— Begin —
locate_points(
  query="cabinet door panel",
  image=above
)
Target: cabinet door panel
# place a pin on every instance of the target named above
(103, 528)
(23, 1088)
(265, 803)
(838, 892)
— End —
Rewrite the records with "cabinet door panel" replaced by "drawer front" and everything else left unchanged.

locate_points(
  query="drawer front",
  image=above
)
Target: drawer front
# place a pin on every instance of the target named above
(103, 528)
(23, 1088)
(265, 803)
(838, 892)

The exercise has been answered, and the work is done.